- **Source document**
^^^^^^^^

The fact that my favorite children’s musician(!) won’t share my instagram posts to his story when I tag him is sad and confusing. This is the biggest issue in my life right now
I need you guys to realize that I don’t like crowds because people’s fart air blows into my mouth
sharing a bed with Malachi (first time)on the cruise: I tried to smack Chris to wake him up and stop snoring, I definitely stuck my fingers in Malachi’s mouth
In Costa Maya (ported from cruise ship) they tried to upsell me under eye cream for FORTY MINUTES to fix the “dark circles” under eyes, but it’s juuust mascara folks. I juuust don’t wash my makeup off and I juuust don’t know how to say “I’m not interested! Don’t bother trying because I’ll only make an excuse about ‘I have to ask my husband before spending $1,500 on skincare, then I’ll never come back!” That’s what I told him and he said “that’s what everyone says and never comes back.” Sad! and I’m still thinking about it 6 days later
I don’t realize how much I depend on looking in the toilet to see the color of my pee (to see if I’m drinking enough) until the toilet water is blue (because of a cleaning tablet). I haven’t see my pee in a week and do I have a uti?? or am I doing a great job drinking??
I wrote my first fan mail! absolutely GUSHING like a loony to a children’s book author (Nancy Tillman) and she responded to my email. She’s the biggest celebrity in my life right now, this feels like a life highlight. she freakin’ responded to me
(& told me she’s working on another book, & said my note was LOVELY instead of creepy, & my family is beautiful, & to send a kiss to Malachi) I can’t wait to tell him about it when he’s older. Hopefully he’ll care?!
Remember that time I bought fancy nail polish and decided it’s my Pregnancy Polish that I’ll only wear when I get pregnant. But I’m still not pregnant and I wanna wear the nail polish but two people know it’s my Pregnancy Polish so I don’t want to fake them out and also I want to stay strong because it’ll be even better to wear when I’m actually pregnant.

^^^^^^^^

- **Dataset extract**
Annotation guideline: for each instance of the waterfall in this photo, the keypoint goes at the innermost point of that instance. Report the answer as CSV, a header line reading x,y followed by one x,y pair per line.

^^^^^^^^

- **Exercise aim**
In the source document, which children's book author replied to the fan mail? The material comes from a separate source with no connection to the source document.

- **Result for this exercise**
Nancy Tillman.